-- Stored data follows --

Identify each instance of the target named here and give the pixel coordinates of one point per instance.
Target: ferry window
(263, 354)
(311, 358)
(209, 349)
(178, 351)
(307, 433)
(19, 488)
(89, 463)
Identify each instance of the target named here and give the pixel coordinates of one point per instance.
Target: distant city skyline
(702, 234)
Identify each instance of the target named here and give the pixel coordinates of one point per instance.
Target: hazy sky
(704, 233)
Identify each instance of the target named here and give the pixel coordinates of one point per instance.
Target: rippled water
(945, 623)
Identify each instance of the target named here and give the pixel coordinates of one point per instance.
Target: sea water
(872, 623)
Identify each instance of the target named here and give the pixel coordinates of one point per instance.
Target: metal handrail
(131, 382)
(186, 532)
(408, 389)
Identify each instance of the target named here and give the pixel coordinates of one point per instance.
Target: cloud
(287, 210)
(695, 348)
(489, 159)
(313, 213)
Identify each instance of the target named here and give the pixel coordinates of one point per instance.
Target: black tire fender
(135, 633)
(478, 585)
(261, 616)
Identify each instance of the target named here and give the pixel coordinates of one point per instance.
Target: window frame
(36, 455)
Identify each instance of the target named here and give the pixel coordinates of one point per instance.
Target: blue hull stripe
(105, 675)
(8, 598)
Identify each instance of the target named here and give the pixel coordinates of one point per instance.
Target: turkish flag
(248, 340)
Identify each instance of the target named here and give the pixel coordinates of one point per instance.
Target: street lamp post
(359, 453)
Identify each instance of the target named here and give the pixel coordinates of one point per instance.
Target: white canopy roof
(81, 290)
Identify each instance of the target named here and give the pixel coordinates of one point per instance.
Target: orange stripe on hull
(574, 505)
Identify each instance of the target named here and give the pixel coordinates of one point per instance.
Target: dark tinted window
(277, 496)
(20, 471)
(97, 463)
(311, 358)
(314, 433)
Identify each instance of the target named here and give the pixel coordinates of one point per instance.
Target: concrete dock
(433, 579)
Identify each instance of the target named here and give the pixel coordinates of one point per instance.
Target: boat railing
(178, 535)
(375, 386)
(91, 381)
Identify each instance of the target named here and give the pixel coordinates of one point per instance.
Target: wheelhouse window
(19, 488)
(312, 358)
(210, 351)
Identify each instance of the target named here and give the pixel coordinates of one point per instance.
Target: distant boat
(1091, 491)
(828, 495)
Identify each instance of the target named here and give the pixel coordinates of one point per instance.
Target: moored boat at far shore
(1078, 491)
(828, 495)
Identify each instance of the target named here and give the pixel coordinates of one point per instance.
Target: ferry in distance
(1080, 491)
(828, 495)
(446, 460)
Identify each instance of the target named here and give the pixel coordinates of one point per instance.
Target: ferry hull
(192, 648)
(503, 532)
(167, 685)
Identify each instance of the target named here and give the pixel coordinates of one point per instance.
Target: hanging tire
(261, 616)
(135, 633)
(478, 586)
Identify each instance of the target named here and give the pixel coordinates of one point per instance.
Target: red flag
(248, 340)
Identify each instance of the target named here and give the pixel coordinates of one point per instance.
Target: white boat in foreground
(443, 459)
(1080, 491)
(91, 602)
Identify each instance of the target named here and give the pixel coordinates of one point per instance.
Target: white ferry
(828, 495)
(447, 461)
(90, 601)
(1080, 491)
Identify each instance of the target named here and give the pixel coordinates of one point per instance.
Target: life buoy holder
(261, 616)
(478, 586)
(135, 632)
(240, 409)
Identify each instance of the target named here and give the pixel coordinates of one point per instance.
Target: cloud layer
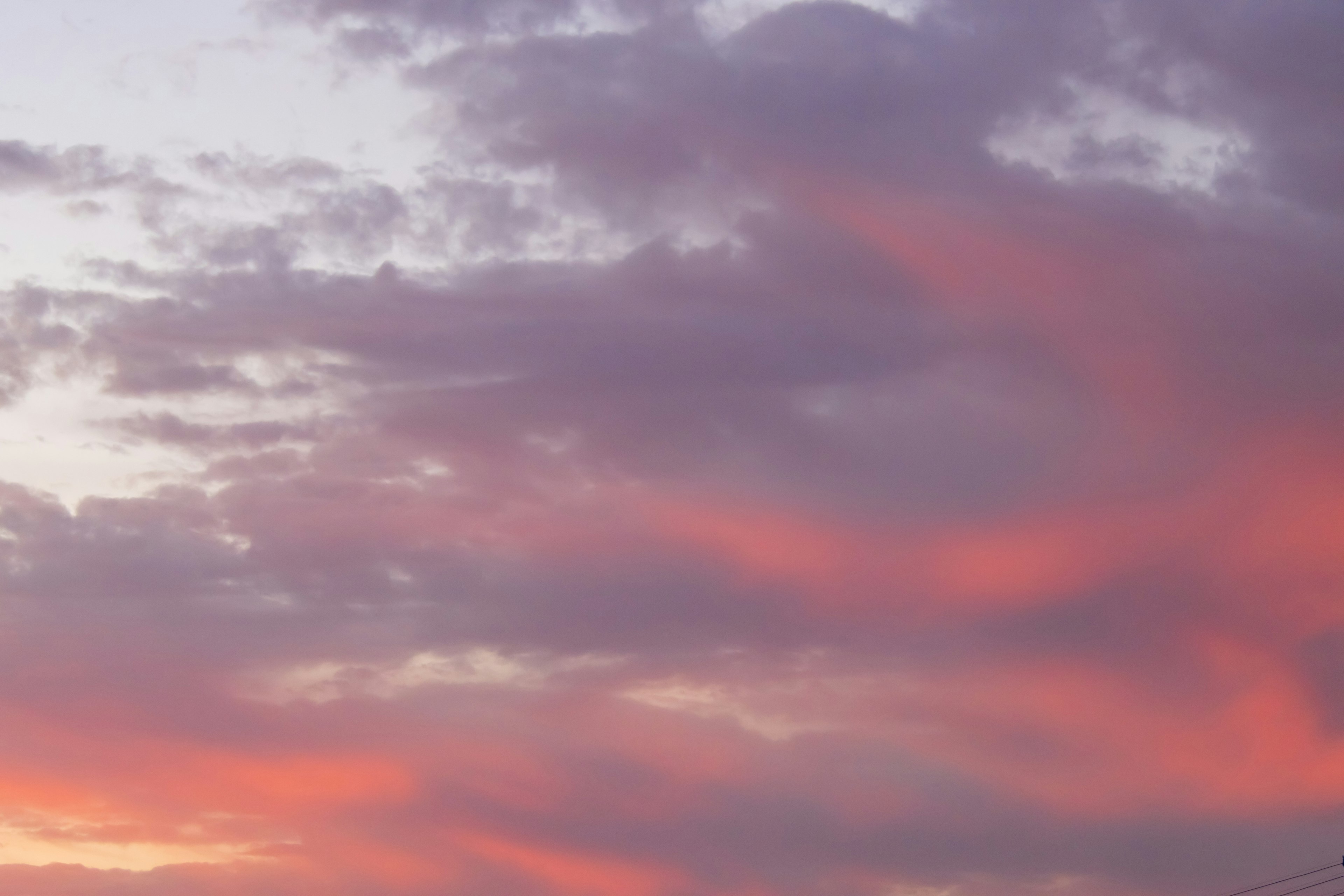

-- Stored data concluded --

What this task involves: Pictures aside, repeat every entry exactly as written.

Exercise result:
Identify each instance of the target named here and give the pixel coordinates of one point per instance.
Target: ferry window
(263, 354)
(311, 358)
(209, 349)
(178, 351)
(307, 433)
(19, 488)
(89, 463)
Identify each instance of the target named here and give the pixel coordinates of one point per instance.
Target: distant city skyline
(702, 234)
Identify each instance of the target named here and give the pixel coordinates of one point per instance.
Target: hazy sky
(704, 233)
Identify each instance of the target named here and give the pixel coordinates of one point per instance.
Target: rippled water
(945, 623)
Identify each instance of the target named here and give the pixel coordinates of one point per instance.
Target: sea water
(872, 623)
Identify each instance of the target named here and give the pixel coordinates of one point per instance.
Target: metal handrail
(131, 382)
(186, 532)
(408, 389)
Identify each instance of the target named here and give the pixel coordinates of one point per instance.
Target: cloud
(287, 210)
(695, 348)
(489, 159)
(313, 213)
Identify each instance of the target named here and give the pixel coordinates of one point per instance.
Target: black tire fender
(135, 633)
(478, 585)
(261, 616)
Identify each instance of the target named here and give the pixel coordinates of one point per instance.
Target: window frame
(36, 455)
Identify each instance of the target named here and give the pixel coordinates of one point per instance.
Target: blue hull stripe
(105, 675)
(8, 598)
Identify each instance of the target named here and give the pixel coordinates of one point per instance.
Target: turkish flag
(248, 340)
Identify each instance of the target named here and give the pixel coordinates of one point per instance.
Target: street lamp post
(359, 453)
Identify each instance of the target named here and give the pixel coordinates of one point per instance.
Target: white canopy roof
(81, 290)
Identify each instance of the target named here and give the pixel coordinates of one point per instance.
Target: orange stripe on hull
(574, 505)
Identify each instance of the target named here and give the pixel coordinates of one point per instance.
Target: dark tinted window
(277, 496)
(20, 471)
(97, 463)
(311, 358)
(314, 433)
Identify each instance of the target named here and give the pixel coordinates of one point per instance.
Target: concrete dock
(433, 579)
Identify each instance of the target named here and give the pixel coordinates of one point per instance.
Target: boat railing
(178, 535)
(375, 386)
(91, 381)
Identify each instance of the target named here and give the pixel coordinates of one point per instance.
Target: wheelhouse window
(19, 488)
(312, 358)
(210, 351)
Identify each instance of the target named here and give the pixel coordinates of one point per instance.
Target: distant boat
(1091, 491)
(828, 495)
Identify each instance of the target named here and give the pixel coordinates of one point per instance.
Target: moored boat at far shore
(1078, 491)
(828, 495)
Identify each instance of the target named here and give the pixel coordinates of one point per instance.
Target: ferry in distance
(1080, 491)
(828, 495)
(446, 460)
Identify each instance of the target named here and give the pixel coordinates of one point per instance.
Target: ferry hull
(192, 648)
(503, 532)
(167, 685)
Identify each instance of the target named here and give the pixel coordinates of one point per instance.
Target: hanging tire
(261, 616)
(135, 633)
(478, 586)
Identify each instance of the target named here and give the pixel coordinates of one point per instance.
Target: red flag
(248, 340)
Identify each instance of the target named here and give the pixel coordinates of one point per instance.
Target: white boat in foreground
(443, 459)
(1080, 491)
(91, 602)
Identify each instance of the target named here and give the pixel coordinates of one point per instance.
Target: white ferry
(828, 495)
(447, 461)
(90, 601)
(1080, 491)
Identify each instance of the target named here and give the pixel coordinates of one point per instance.
Target: life buoy holder
(261, 616)
(478, 586)
(135, 632)
(240, 409)
Identify each instance of the target named here and give the pixel coordinates of one point per instance.
Target: cloud layer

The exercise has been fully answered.